大戸屋といえば経営難になった印象が強い。19年3月期・20年3月期と相次ぐ値上げで実際に客足が遠のき、21年3月期には債務超過にも陥った。弱った同社を狙う形で飲食大手のコロワイドが買収し、20年からグループの傘下としてさまざまな施策を行っている。
特に30〜40代男性からなる「離脱者層」の呼び戻しを急務としており、決算資料からは「(1)男性向けメニューの充実化」「(2)新業態店の展開」「(3)飲食事業以外への進出」の3方針がうかがえる。
(1)に関して、これまで大戸屋は女性がターゲットの定食を強みとしていたが、ハンバーグやプルコギなど男性向けのメニューを随時投入している。(2)では、主に商業施設やフードコートへの展開を進める。最後の(3)として新業態「大戸屋 おかず処」を通じた総菜小売事業の展開や、ドラッグストアでの冷食販売などを始めている。(2)と(3)については、大戸屋の知名度を生かせる関東での成功が期待できそうだ。
対するやよい軒は、運営会社が非上場化したため情報は少ないものの、プレスリリースなどから追っていくと、大戸屋と同じく男性向けメニューの充実化を進めていることが分かる。肉や唐揚げに関するキャンペーンが多く、12月から提供している「野菜とラムのジンギスカン定食」も、メニュー名に「野菜」とありつつ肉がメインだ。やよい軒は同月から初の病院内店舗も始めており、今後公共施設への展開を強化するかもしれない。

....................

課題一覧:
**A.** 大戸屋とやよい軒についての文章によると、大戸屋が債務超過に陥ったのは何年3月期ですか。
**B.** 大戸屋とやよい軒についての文章を、最後の文の後から書き継いでください。
記録は大戸屋とやよい軒についての文章とは無関係です。

....................

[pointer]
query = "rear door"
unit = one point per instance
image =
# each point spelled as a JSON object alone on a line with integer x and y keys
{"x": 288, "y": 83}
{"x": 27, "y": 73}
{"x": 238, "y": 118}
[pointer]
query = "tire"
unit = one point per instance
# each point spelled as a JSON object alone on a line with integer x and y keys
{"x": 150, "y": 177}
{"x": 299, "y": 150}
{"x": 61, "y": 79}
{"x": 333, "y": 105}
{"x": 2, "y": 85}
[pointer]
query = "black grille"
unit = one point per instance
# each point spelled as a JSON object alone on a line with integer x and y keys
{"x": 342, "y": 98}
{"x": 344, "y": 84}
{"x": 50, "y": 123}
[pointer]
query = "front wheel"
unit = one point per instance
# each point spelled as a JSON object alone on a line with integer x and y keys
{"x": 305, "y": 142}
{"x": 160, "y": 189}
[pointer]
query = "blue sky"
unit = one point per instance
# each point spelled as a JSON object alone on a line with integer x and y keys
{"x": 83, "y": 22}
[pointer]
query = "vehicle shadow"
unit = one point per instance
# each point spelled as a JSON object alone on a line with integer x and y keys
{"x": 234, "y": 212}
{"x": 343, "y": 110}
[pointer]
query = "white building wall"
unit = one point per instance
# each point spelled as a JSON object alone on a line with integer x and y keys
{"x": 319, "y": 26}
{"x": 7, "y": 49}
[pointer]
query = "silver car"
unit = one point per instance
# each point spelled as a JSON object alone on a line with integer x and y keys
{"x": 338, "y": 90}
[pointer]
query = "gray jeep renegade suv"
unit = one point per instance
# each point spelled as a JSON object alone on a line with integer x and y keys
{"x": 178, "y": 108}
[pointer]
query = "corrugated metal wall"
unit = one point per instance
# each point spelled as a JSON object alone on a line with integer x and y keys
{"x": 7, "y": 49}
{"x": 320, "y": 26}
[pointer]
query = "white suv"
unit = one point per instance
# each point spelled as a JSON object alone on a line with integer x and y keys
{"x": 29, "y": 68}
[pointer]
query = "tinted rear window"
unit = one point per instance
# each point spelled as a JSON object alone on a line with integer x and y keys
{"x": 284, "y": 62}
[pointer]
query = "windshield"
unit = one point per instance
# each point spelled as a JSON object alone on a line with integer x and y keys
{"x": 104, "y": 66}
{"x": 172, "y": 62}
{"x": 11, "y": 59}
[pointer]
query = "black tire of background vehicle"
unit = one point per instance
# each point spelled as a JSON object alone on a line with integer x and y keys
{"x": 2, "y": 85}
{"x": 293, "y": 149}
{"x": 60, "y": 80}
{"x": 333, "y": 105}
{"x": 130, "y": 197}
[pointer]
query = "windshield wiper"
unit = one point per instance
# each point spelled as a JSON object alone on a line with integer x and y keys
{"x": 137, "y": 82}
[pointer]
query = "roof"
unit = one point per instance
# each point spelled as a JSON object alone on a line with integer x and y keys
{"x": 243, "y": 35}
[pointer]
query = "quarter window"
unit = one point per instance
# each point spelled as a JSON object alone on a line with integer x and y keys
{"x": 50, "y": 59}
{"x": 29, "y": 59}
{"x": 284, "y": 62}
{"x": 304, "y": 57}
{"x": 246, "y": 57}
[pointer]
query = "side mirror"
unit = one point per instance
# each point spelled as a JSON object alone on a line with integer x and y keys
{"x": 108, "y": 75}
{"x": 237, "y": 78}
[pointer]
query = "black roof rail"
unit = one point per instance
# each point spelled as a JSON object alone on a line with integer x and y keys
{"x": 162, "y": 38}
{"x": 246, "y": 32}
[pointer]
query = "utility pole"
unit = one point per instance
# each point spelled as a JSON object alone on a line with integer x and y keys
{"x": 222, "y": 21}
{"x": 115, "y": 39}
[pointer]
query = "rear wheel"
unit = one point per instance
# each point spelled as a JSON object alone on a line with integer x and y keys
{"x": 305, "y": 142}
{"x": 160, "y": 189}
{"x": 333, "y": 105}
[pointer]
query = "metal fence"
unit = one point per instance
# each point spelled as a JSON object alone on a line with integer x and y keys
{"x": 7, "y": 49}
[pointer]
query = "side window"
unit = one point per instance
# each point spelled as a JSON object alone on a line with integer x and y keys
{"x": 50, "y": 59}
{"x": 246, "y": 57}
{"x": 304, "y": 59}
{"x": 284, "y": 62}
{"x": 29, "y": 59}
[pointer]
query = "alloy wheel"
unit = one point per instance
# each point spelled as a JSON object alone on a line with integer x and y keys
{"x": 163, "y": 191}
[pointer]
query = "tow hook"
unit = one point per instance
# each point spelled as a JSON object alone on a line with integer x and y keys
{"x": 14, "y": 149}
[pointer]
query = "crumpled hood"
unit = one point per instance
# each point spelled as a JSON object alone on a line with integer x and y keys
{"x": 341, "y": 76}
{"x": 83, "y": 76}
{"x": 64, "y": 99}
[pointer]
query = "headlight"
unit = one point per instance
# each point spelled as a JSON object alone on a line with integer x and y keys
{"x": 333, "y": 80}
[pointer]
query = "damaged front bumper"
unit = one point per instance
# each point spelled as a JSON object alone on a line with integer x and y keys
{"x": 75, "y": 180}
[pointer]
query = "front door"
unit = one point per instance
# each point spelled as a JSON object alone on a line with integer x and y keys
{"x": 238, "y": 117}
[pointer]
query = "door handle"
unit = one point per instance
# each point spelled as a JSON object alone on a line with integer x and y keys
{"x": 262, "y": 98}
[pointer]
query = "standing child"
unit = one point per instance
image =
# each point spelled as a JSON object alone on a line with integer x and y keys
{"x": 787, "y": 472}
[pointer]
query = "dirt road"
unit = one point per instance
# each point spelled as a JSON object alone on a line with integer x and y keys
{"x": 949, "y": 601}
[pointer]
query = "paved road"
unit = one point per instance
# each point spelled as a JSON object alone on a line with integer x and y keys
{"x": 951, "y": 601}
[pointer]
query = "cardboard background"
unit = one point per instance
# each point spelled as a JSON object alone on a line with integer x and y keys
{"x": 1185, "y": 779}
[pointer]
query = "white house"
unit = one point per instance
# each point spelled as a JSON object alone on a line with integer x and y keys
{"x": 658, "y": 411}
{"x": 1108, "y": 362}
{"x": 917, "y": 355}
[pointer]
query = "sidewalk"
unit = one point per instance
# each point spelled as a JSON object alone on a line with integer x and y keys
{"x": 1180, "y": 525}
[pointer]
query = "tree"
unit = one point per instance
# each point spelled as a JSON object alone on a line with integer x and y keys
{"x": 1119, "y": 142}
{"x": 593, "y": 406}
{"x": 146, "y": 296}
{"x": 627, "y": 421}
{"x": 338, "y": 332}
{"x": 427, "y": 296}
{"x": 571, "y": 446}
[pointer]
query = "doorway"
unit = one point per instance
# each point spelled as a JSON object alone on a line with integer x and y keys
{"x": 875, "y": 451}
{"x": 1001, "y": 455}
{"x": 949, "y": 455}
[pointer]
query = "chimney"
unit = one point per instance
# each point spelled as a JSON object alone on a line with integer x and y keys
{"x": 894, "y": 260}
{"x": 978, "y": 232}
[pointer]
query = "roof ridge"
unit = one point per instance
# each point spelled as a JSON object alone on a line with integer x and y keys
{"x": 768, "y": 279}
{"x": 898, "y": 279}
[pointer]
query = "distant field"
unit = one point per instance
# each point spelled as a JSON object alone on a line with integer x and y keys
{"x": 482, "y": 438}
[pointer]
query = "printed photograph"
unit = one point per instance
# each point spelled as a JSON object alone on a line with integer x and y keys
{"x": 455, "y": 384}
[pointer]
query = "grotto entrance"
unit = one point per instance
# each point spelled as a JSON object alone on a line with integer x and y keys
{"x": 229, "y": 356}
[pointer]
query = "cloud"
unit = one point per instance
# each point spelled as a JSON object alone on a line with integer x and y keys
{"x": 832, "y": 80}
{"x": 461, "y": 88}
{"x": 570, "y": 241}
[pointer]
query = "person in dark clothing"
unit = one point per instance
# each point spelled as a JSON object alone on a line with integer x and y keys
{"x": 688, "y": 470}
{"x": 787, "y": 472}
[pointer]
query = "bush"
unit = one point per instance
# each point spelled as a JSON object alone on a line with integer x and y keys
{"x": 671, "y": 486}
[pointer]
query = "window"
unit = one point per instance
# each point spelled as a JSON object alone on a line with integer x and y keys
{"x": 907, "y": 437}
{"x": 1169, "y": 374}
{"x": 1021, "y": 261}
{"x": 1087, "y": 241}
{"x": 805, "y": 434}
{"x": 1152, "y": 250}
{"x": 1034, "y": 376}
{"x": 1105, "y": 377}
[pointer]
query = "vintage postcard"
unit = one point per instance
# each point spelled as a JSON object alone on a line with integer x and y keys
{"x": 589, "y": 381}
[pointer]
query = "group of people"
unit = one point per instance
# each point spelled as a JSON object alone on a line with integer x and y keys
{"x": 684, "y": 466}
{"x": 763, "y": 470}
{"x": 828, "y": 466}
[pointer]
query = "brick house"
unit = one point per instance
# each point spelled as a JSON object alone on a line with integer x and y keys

....................

解答一覧:
**A.** 21年3月期

**B.**
19〜22年度の業績は次の通りだ。両チェーンともコロナ禍でテレワークの導入や消費者の外出自粛といった打撃を受けている。定食業態の業績悪化は、必需性の高いファストフード業態と明暗が分かれた形といえるだろう。
大戸屋:約245億円→約161億円→約188億円→約238億円
やよい軒:約304億円→約244億円→約253億円→約297億円
両者とも業績は回復しつつあり、コロワイド傘下に入った大戸屋は先述の3方針で巻き返しを図っている。対するやよい軒も男性向けメニューの充実化という点では共通する。某外食チェーンは過去に女性向けメニューを強化しようとして利益が圧迫されてしまった経緯がある。そのため、リーズナブルな商品を売りにする外食チェーンにとって男性向けの強化は避けられない戦略と考えられる。
一方、出店戦略では大戸屋が商業施設を狙っているのに対し、やよい軒は初の病院内出店を決めた。ポテンシャルは未知数だが病院内店舗が成功すれば公共機関への出店を強化するだろう。今後、両者の出店戦略に違いが現れ、明暗を分けることになるかもしれない。